## Die Aufgabe
Schreib den folgenden Textauszug vollständig und Wort für Wort ab.
=== Textauszug ===
Es ist ja noch schlimmer:  Bei “vollendeter” Energiewende wird die Stromversorgung unseres vollelektronifizierten Landes davon abhängig sein, ob sich gerade genügend viele Windräder lange genung schnell genug drehen oder ob die Sonne gerade scheint. Das treibt soviel Industrie und Gewerbe aus dem Land, dass “Industrie4.0” im energiegewendeten Deutschland gar kein Thema ist.

Heiko Heublein / 27.11.2016

Danke für diesen Artikel von kompetenter Seite für Laien. -Merkel als weltweite Werteexporteurin, und dazu nun als Technologieprophetin: Der Verdacht einer gespenstischen Substanzlosigkeit, mit der aber vielfältiges Kalkül verbunden ist, wird dank solcher Artikel greifbarer.

Stefanie Zeidler / 26.11.2016

Kollektivierung plus Digitalisierung ist gleich Sieg des Merkelismus!
=== Datensätze ===
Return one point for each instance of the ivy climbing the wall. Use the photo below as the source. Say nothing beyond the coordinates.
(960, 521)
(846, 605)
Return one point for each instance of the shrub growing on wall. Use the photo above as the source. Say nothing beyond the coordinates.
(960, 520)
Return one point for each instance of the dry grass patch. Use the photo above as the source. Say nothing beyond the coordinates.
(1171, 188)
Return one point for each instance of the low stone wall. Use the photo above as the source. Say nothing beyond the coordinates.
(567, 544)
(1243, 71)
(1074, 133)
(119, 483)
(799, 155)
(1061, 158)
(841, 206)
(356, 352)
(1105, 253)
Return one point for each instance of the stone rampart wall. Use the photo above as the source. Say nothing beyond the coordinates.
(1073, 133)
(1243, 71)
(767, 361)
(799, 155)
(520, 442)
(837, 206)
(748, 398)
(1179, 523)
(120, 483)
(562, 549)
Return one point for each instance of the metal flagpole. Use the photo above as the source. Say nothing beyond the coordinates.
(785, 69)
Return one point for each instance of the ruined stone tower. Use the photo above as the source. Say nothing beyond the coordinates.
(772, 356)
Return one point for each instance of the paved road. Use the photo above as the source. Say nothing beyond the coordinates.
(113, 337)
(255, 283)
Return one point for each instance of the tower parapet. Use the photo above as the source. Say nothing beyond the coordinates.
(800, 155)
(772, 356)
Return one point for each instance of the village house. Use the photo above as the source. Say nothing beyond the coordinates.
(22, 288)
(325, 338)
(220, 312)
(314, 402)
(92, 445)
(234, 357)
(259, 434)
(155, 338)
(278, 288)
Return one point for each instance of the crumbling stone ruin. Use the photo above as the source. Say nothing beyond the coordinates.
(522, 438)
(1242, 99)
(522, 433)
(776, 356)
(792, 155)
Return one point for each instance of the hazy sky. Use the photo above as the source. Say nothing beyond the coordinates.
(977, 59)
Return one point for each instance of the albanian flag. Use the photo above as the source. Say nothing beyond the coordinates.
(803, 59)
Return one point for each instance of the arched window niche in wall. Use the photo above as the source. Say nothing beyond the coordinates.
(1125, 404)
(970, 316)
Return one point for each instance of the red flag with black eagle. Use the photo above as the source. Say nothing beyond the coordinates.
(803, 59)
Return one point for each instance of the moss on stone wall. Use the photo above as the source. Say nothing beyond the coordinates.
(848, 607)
===
## Ergebnis unten
Es ist ja noch schlimmer:  Bei “vollendeter” Energiewende wird die Stromversorgung unseres vollelektronifizierten Landes davon abhängig sein, ob sich gerade genügend viele Windräder lange genung schnell genug drehen oder ob die Sonne gerade scheint. Das treibt soviel Industrie und Gewerbe aus dem Land, dass “Industrie4.0” im energiegewendeten Deutschland gar kein Thema ist.

Heiko Heublein / 27.11.2016

Danke für diesen Artikel von kompetenter Seite für Laien. -Merkel als weltweite Werteexporteurin, und dazu nun als Technologieprophetin: Der Verdacht einer gespenstischen Substanzlosigkeit, mit der aber vielfältiges Kalkül verbunden ist, wird dank solcher Artikel greifbarer.

Stefanie Zeidler / 26.11.2016

Kollektivierung plus Digitalisierung ist gleich Sieg des Merkelismus!